_Trecho selecionado_
——
A afirmação do professor faz coro com a avaliação da doutora em Bioética Elda Bussinger, professora aposentada da Universidade Federal do Espírito Santo (Ufes) e vice-presidente da Sociedade Brasileira de Bioética (SBB).
Essa baixa lucratividade, explica a especialista, não desperta o interesse das Organizações Sociais de Saúde (OSs) em deter as concessões de gestão de unidades básicas de saúde, o que acaba direcionando os recursos dos governos estaduais para a saúde hospitalar.
“A grande questão é a seguinte: as OSs são falsas organizações sociais. Elas não visam o interesse público”, afirma. “A natureza jurídica delas não é de empresas, mas na prática elas atuam como verdadeiras empresas privadas. Do ponto de vista jurídico, possuem sim diversos mecanismos de lucratividade”, conta, citando uma recente listagem feita pelo jornal Valor Econômico, em que constava, entre as empresas mais lucrativas do Brasil, uma grande OS.
“No Direito nós falamos o seguinte: por que o empresário ganha dinheiro? Porque ele assume o risco do negócio, ao passo que o trabalhador tem garantido o seu salário. Na saúde, as OSs não têm o risco do negócio”, compara. “O dono de uma empresa tem que construir seu galpão e equipá-lo. As OSs não fazem isso”, reforça, utilizando como exemplo o Hospital Jayme Santos Neves, na Serra, a principal referência em Covid-19 no Estado. “O governo construiu a área física e equipou com o que há de melhor. Daí contrata uma OS e coloca o dinheiro necessário pra ela funcionar. Que risco tem nisso? Nenhum. Tem gestor de OS no Brasil ganhando R$ 400 mil por mês”, revela.
——
_Instrução_
Copie, sem alterar nada, o trecho sobre as Organizações Sociais de Saúde de "Essa baixa lucratividade, explica" a "a saúde hospitalar.". Os dados não entram em nada do que se pede aqui.

_Bloco de dados_
——
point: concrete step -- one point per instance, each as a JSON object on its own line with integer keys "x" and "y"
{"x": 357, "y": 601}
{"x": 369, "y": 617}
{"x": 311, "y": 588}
——
_Resultado da tarefa_
Essa baixa lucratividade, explica a especialista, não desperta o interesse das Organizações Sociais de Saúde (OSs) em deter as concessões de gestão de unidades básicas de saúde, o que acaba direcionando os recursos dos governos estaduais para a saúde hospitalar.